WORK TO BE COMPLETED >> Output each entry exactly; skip nothing.

# Start of SOURCE RECORDS

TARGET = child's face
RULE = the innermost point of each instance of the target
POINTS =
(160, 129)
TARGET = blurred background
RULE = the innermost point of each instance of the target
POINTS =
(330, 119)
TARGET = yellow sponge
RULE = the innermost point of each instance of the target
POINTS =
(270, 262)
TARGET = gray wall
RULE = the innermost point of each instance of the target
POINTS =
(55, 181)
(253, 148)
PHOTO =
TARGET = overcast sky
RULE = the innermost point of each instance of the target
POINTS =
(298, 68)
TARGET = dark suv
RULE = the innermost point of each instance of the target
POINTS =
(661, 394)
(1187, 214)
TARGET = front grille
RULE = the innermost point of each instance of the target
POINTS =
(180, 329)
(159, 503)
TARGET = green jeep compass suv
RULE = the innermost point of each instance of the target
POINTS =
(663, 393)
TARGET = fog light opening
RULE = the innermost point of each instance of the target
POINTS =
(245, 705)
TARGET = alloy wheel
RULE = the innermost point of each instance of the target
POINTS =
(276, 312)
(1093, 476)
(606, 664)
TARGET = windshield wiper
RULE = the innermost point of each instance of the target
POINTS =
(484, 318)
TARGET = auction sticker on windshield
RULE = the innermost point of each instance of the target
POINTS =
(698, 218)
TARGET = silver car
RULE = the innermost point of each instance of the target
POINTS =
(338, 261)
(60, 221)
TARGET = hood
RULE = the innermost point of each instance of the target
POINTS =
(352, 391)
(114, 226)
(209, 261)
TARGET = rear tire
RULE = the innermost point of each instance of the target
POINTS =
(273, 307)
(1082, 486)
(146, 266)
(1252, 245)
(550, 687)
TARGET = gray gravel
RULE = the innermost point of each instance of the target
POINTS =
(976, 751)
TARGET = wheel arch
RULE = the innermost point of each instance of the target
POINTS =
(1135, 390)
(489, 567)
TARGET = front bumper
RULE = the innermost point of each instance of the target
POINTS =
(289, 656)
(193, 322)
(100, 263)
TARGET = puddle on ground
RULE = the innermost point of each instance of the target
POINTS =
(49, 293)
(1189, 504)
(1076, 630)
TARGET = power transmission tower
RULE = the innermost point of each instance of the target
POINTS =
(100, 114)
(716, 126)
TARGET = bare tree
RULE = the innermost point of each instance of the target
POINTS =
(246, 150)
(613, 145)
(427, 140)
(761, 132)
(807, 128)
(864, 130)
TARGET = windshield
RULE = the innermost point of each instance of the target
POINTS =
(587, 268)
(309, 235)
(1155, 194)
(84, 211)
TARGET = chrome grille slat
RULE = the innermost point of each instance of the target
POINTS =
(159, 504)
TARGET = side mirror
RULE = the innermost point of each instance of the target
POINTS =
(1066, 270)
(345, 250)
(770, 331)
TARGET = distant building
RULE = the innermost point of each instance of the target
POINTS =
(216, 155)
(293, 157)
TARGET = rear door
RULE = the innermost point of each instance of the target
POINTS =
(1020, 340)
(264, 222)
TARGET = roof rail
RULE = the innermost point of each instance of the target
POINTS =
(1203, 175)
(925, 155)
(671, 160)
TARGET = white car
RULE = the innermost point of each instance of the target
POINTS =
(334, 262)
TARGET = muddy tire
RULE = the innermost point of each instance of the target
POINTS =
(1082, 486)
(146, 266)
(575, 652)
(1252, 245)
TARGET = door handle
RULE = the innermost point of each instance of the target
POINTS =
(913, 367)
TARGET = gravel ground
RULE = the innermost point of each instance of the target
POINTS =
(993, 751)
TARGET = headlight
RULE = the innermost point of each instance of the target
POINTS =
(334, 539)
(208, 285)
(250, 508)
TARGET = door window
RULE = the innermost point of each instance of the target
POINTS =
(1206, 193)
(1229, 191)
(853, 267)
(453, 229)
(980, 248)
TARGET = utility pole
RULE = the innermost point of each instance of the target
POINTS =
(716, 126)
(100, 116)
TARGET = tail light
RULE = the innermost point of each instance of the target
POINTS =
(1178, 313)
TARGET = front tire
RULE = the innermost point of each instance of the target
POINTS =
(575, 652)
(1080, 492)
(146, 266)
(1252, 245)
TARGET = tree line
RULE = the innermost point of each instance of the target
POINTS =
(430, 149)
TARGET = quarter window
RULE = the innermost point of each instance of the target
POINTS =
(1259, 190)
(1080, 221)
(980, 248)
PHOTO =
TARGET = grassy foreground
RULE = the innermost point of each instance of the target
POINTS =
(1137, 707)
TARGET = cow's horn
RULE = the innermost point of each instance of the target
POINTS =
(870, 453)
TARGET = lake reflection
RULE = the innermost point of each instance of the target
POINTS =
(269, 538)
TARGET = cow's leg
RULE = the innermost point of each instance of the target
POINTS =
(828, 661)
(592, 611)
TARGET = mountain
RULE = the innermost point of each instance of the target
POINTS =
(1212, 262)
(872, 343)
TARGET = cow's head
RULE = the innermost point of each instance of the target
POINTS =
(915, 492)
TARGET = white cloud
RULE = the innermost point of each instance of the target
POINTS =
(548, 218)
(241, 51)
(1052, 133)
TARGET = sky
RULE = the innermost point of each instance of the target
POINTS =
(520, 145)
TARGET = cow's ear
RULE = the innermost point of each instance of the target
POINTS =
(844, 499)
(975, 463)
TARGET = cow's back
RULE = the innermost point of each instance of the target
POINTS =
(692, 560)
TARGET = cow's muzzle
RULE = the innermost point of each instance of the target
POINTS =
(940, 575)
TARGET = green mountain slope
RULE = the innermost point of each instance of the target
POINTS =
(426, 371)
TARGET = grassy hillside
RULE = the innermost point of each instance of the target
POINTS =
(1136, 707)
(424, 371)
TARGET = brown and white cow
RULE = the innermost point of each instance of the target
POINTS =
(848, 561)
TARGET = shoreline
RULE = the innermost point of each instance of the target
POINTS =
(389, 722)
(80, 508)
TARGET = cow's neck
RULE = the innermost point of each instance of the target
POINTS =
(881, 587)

# End of SOURCE RECORDS

TASK ANSWER >>
TARGET = child's face
RULE = the innermost point of each instance of the target
POINTS =
(160, 129)
TARGET = blurred background
RULE = the innermost point of each instance of the target
POINTS =
(330, 119)
TARGET = yellow sponge
RULE = the innermost point of each instance of the target
POINTS =
(270, 262)
TARGET = gray wall
RULE = the innermost point of each instance of the target
POINTS =
(55, 181)
(253, 148)
PHOTO =
TARGET = overcast sky
RULE = the innermost point of each instance of the target
POINTS =
(298, 68)
TARGET = dark suv
RULE = the innermost point of each instance of the target
POINTS =
(661, 394)
(1187, 214)
TARGET = front grille
RULE = the innermost point of each instance of the target
POINTS =
(180, 329)
(159, 503)
TARGET = green jeep compass suv
RULE = the innermost point of each instance of the target
POINTS =
(663, 393)
TARGET = fog light opening
RULE = the innermost point of each instance of the target
POINTS =
(245, 705)
TARGET = alloy wheel
RULE = the innermost point of each instance of the target
POINTS =
(276, 312)
(1093, 476)
(606, 664)
TARGET = windshield wiper
RULE = the innermost point of each instance of the target
POINTS =
(484, 318)
TARGET = auction sticker on windshield
RULE = the innermost point of each instance of the target
POINTS =
(698, 218)
TARGET = silver car
RULE = the innermost point of each instance of the target
POINTS =
(338, 261)
(60, 221)
TARGET = hood
RULE = the innermost point of each instance of the target
POINTS =
(352, 391)
(114, 226)
(209, 261)
TARGET = rear tire
RULE = the innermost point of each instance of the target
POINTS =
(273, 307)
(1082, 486)
(146, 266)
(1252, 245)
(550, 687)
TARGET = gray gravel
RULE = the innermost point of each instance of the target
POINTS =
(976, 751)
TARGET = wheel arch
RULE = the innermost point of each instance of the target
POINTS =
(1135, 390)
(489, 567)
TARGET = front bumper
RULE = the innermost point of each instance of the target
POINTS =
(289, 656)
(193, 322)
(100, 263)
TARGET = puddle on ground
RULE = the innermost point of each instance of the target
POINTS =
(49, 293)
(1189, 504)
(1076, 630)
TARGET = power transmission tower
RULE = the innermost point of each instance of the target
POINTS =
(100, 114)
(716, 126)
TARGET = bare tree
RULE = the innermost point of each instance of the target
POINTS =
(246, 150)
(613, 145)
(427, 140)
(761, 132)
(807, 128)
(864, 130)
TARGET = windshield
RULE = the innermost point of each instance of the target
POINTS =
(587, 268)
(309, 235)
(1155, 194)
(84, 211)
TARGET = chrome grille slat
RULE = the innermost point of each instance of the target
POINTS =
(159, 504)
TARGET = side mirror
RULE = the innermost point of each instance of the target
POINTS =
(1066, 270)
(345, 250)
(770, 331)
TARGET = distant building
RULE = the innermost point of each instance of the target
POINTS =
(216, 155)
(293, 157)
TARGET = rear door
RULE = the innermost point of each instance of the target
POINTS =
(1020, 340)
(264, 222)
TARGET = roof rail
RULE = the innermost point of each instance of the target
POINTS =
(1203, 175)
(925, 155)
(671, 160)
TARGET = white car
RULE = the innermost point of each instance of the target
POINTS =
(334, 262)
TARGET = muddy tire
RULE = the innermost point of each instance of the target
POINTS =
(1082, 486)
(146, 266)
(575, 652)
(1252, 245)
TARGET = door handle
RULE = the innermost point of each instance of the target
POINTS =
(913, 367)
TARGET = gravel ground
RULE = the innermost point of each instance of the target
POINTS =
(993, 751)
TARGET = headlight
RULE = the innermost point of each instance of the target
POINTS =
(334, 539)
(208, 285)
(250, 508)
TARGET = door window
RULE = the innermost point of each instance of the target
POINTS =
(1206, 193)
(1229, 191)
(853, 267)
(453, 229)
(980, 248)
TARGET = utility pole
RULE = the innermost point of each instance of the target
POINTS =
(716, 126)
(100, 116)
TARGET = tail light
RULE = the innermost point of each instance of the target
POINTS =
(1178, 313)
TARGET = front tire
RULE = the innermost point of each instance of the target
POINTS =
(575, 652)
(1080, 492)
(146, 266)
(1252, 245)
TARGET = tree line
RULE = the innermost point of each instance of the target
POINTS =
(430, 149)
TARGET = quarter window
RULE = the innermost point of each instance of the target
POINTS =
(1259, 190)
(1080, 221)
(980, 248)
PHOTO =
TARGET = grassy foreground
RULE = the innermost point of each instance of the target
POINTS =
(1137, 707)
TARGET = cow's horn
RULE = the innermost point of each instance of the target
POINTS =
(870, 453)
TARGET = lake reflection
RULE = the innermost point of each instance of the target
POINTS =
(269, 538)
TARGET = cow's leg
RULE = the innermost point of each instance of the target
POINTS =
(828, 661)
(592, 611)
TARGET = mountain
RULE = the innermost point of each instance of the target
POINTS =
(1212, 262)
(872, 343)
TARGET = cow's head
RULE = the innermost point of each instance of the target
POINTS =
(915, 492)
TARGET = white cloud
RULE = the innermost point of each instance of the target
POINTS =
(548, 218)
(241, 51)
(1052, 133)
TARGET = sky
RULE = the innermost point of each instance of the target
POINTS =
(520, 145)
TARGET = cow's ear
RULE = the innermost point of each instance of the target
POINTS =
(844, 499)
(975, 463)
TARGET = cow's back
RULE = the innermost point of each instance of the target
POINTS =
(692, 560)
TARGET = cow's muzzle
RULE = the innermost point of each instance of the target
POINTS =
(940, 575)
TARGET = green mountain slope
RULE = the innermost point of each instance of the target
POINTS =
(426, 371)
TARGET = grassy hillside
RULE = the innermost point of each instance of the target
POINTS =
(1136, 707)
(424, 371)
TARGET = brown and white cow
RULE = the innermost point of each instance of the target
POINTS =
(848, 561)
TARGET = shoreline
RULE = the innermost point of each instance of the target
POINTS =
(389, 722)
(80, 508)
TARGET = cow's neck
RULE = the innermost point of each instance of the target
POINTS =
(881, 587)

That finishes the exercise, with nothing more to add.